Исходный текст >>
1994, Курган
Освистанный монолог
Я бегу, как белка в колесе, пытаясь догнать свой возраст. Но, оказавшись на следующей ступени, — остаюсь прежним…
Если некто задумывал прожить жизнь как лорд Байрон, а кончил ее обыкновенным титулярным советником — не значит это, что его идеалом и был титулярный советник? А сделай его судьба чем–то вроде лорда Байрона — вынес бы он подобную роль, не сфальшивил бы позорно, не провалился бы?
И путь на Голгофу никому не заказан, но — не жадничайте с репертуаром…
Я настаиваю на том, что большинство живущих счастливы абсолютно, бесповоротно и по большому счету. Именно метафизически счастливы, ибо обрели смысл жизни в достоверном исполнении череды предназначенных ролей.
Велик соблазн рассказывать неискушенной публике о прежних триумфах: «У меня было Тяжелое Детство и Буйная Молодость». Ничего не потеряно — женившись, ты имеешь полное право Изменять Жене. Если же ты склонен к характерным ролям, то будешь Верным Супругом. Оглянись: счастлива мать, хоронящая сына, поскольку отныне она — Мать, похоронившая Сына. Счастлив и сын на похоронах родителей — он Скорбит.
На самом деле жизнь пуста, как зеркало в гримерной…
Нужна серьезная встряска, что–нибудь, выбивающее из колеи, выводящее за пределы пьесы, чтобы актер ощутил себя несчастным и затосковал по утерянному. Почему же люди так неохотно верят в то, что они счастливы?
Во–первых, оказывается, что счастье — именно то, что под ним обычно понимают — будучи протяженным во времени, оборачивается скукой. Счастье и есть скука — не чувство, а состояние.
Во–вторых, трудно поверить, что мы так бездарны и ничтожны в соответствии с играемыми ролями — но и вне сцены, и без грима…
И в-третьих — каждая следующая роль кажется нам настоящей. Маски долой!
Что естественно, то и безобразно
Герой нашего времени едет на заднем сиденье трамвая в просторных штанах. Невинно–похабное выражение лица: безысходная половая грусть…
Он смотрит в потолок; он изучает вопросы пола. Бог есть любовь, думает он, а любовь есть секс. Разобьем ржавые звенья!
Есть чисто христианское: любовь к ближнему, осмысленность бытия, лев, облизывающий ягненка, «просветление»… Приятное чувство — для умирающих. Прах еси и в прах отыдешь. Возляжем… Тут, понятно, ни о каком сексе речи нет, тут слеза умильная, стекающая по щеке паралитика, соитие же грубо, яростно; стало быть, христианская любовь никогда не есть секс, ни даже слюна по подбородку, — слезки, слезки… Дрожащая, исступленная улыбочка Достоевского: «Детки…» Красота мир спасет…
А эстетически — разве соитие прекрасно? Вблизи, в деталях? Греки оставили гениальные изображения человеческого тела, целую сокровищницу. Ни одно из этих изображений не есть рефлексия возбужденного самца или готовой отдаться самки, тем паче — тавтологично спаривающейся пары.

Показанные записи >>

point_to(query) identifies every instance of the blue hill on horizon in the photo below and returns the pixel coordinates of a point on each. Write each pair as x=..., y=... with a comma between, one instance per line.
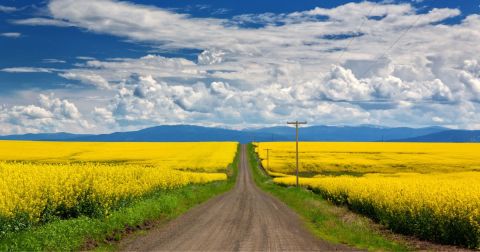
x=191, y=133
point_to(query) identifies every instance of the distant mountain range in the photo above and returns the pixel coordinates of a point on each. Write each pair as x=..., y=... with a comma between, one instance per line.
x=189, y=133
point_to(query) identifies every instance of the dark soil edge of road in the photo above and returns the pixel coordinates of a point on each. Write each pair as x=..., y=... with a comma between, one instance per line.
x=85, y=233
x=243, y=219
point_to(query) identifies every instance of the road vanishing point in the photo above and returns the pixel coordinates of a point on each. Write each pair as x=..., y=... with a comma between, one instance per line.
x=243, y=219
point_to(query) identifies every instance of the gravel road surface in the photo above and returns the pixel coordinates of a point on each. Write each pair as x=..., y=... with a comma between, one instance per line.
x=244, y=219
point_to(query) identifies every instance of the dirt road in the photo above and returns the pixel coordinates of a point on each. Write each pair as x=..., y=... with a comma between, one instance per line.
x=244, y=219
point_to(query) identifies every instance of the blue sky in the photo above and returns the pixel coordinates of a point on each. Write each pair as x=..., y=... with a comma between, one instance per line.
x=101, y=66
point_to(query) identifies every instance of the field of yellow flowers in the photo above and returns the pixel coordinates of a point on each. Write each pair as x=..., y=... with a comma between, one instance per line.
x=428, y=190
x=42, y=180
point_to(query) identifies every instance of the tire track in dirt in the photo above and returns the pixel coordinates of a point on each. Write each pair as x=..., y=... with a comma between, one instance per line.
x=244, y=219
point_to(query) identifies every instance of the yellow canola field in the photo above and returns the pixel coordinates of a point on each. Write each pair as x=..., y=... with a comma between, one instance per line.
x=44, y=179
x=358, y=158
x=206, y=156
x=32, y=188
x=439, y=207
x=431, y=190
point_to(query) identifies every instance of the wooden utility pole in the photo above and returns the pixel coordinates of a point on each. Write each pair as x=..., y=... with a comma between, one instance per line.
x=268, y=159
x=296, y=123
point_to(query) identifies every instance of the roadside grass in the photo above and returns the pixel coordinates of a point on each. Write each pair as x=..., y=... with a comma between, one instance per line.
x=86, y=233
x=327, y=221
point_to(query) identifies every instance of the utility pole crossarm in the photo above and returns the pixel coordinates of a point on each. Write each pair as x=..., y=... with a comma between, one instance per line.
x=297, y=123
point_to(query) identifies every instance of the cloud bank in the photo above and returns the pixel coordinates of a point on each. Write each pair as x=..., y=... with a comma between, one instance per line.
x=400, y=67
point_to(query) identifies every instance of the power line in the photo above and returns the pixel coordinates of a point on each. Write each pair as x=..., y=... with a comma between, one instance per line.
x=393, y=44
x=359, y=30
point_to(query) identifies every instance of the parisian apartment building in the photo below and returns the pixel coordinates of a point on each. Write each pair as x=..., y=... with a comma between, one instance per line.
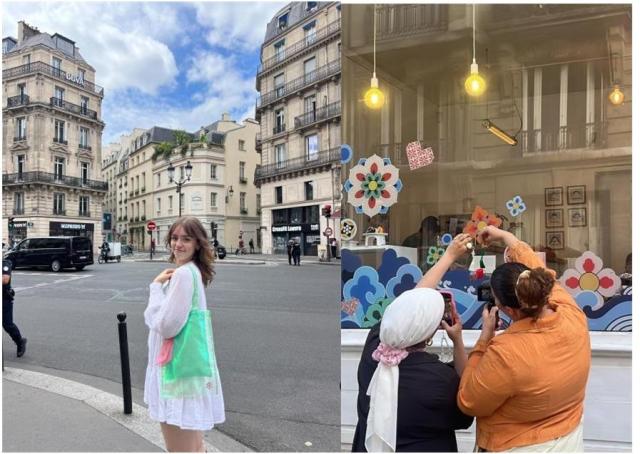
x=52, y=131
x=299, y=112
x=218, y=189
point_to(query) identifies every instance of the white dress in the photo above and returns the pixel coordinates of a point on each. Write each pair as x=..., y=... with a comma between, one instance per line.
x=166, y=314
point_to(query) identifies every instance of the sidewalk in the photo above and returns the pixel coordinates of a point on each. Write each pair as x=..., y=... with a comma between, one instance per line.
x=47, y=413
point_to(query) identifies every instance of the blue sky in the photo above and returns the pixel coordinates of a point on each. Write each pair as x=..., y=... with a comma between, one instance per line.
x=171, y=64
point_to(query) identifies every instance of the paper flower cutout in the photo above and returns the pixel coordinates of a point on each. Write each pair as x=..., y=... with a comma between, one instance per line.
x=417, y=156
x=516, y=206
x=346, y=153
x=590, y=275
x=480, y=219
x=433, y=254
x=373, y=185
x=446, y=239
x=348, y=229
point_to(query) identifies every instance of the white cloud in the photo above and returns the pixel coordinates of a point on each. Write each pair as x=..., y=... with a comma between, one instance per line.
x=236, y=25
x=120, y=40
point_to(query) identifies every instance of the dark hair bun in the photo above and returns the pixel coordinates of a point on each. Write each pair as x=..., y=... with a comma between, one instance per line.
x=533, y=289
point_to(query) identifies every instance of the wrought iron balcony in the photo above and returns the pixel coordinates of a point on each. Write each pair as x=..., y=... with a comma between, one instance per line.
x=43, y=68
x=324, y=113
x=80, y=110
x=323, y=158
x=16, y=101
x=396, y=21
x=300, y=83
x=299, y=47
x=51, y=178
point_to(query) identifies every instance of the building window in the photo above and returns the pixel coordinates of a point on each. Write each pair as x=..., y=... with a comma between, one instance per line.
x=283, y=21
x=84, y=206
x=309, y=70
x=278, y=84
x=57, y=66
x=21, y=128
x=279, y=121
x=279, y=48
x=84, y=172
x=84, y=104
x=84, y=138
x=279, y=157
x=311, y=147
x=18, y=203
x=243, y=203
x=20, y=164
x=59, y=135
x=58, y=203
x=310, y=33
x=58, y=168
x=308, y=190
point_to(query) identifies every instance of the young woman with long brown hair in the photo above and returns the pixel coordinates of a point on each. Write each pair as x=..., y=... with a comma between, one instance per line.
x=174, y=296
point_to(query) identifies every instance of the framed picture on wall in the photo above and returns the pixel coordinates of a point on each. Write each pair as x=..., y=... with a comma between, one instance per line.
x=555, y=240
x=577, y=217
x=553, y=196
x=553, y=218
x=576, y=195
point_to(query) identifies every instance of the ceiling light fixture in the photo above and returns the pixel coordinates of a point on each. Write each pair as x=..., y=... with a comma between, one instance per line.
x=475, y=84
x=374, y=98
x=502, y=135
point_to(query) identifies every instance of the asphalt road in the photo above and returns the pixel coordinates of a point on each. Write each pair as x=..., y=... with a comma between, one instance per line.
x=276, y=331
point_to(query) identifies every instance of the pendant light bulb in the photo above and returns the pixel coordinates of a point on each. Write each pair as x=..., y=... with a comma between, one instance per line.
x=374, y=98
x=475, y=84
x=616, y=97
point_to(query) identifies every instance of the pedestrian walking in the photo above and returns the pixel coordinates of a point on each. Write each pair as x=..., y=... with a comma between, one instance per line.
x=296, y=252
x=7, y=310
x=182, y=384
x=290, y=250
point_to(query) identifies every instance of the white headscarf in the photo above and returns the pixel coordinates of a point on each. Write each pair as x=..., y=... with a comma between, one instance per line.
x=411, y=318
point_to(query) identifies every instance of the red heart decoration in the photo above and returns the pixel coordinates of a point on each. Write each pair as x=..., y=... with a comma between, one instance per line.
x=418, y=156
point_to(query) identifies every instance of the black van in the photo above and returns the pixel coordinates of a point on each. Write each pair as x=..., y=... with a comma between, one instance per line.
x=55, y=252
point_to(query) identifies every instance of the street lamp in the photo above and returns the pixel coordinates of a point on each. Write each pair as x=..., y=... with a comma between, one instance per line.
x=172, y=170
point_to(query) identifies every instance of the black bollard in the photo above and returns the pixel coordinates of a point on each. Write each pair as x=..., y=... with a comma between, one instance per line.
x=124, y=362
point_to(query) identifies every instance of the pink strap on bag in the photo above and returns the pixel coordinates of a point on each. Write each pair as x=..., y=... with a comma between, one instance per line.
x=166, y=352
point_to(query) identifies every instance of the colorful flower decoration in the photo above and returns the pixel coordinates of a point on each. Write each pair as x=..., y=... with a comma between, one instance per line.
x=446, y=239
x=480, y=219
x=373, y=185
x=433, y=254
x=346, y=153
x=590, y=275
x=516, y=206
x=348, y=229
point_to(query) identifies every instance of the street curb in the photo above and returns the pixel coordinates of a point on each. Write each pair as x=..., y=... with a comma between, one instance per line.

Задания >>
(a) Какие изображения, по словам текста, оставили греки?
(b) Выпишите из текста фрагмент между словами "На самом деле" и "настоящей. Маски долой!" включительно.
(c) Почему, согласно тексту, большинство живущих метафизически счастливы?

Ответы >>
(a) Гениальные изображения человеческого тела, целую сокровищницу.

(b)
На самом деле жизнь пуста, как зеркало в гримерной…
Нужна серьезная встряска, что–нибудь, выбивающее из колеи, выводящее за пределы пьесы, чтобы актер ощутил себя несчастным и затосковал по утерянному. Почему же люди так неохотно верят в то, что они счастливы?
Во–первых, оказывается, что счастье — именно то, что под ним обычно понимают — будучи протяженным во времени, оборачивается скукой. Счастье и есть скука — не чувство, а состояние.
Во–вторых, трудно поверить, что мы так бездарны и ничтожны в соответствии с играемыми ролями — но и вне сцены, и без грима…
И в-третьих — каждая следующая роль кажется нам настоящей. Маски долой!

(c) Они обрели смысл жизни в достоверном исполнении череды предназначенных ролей.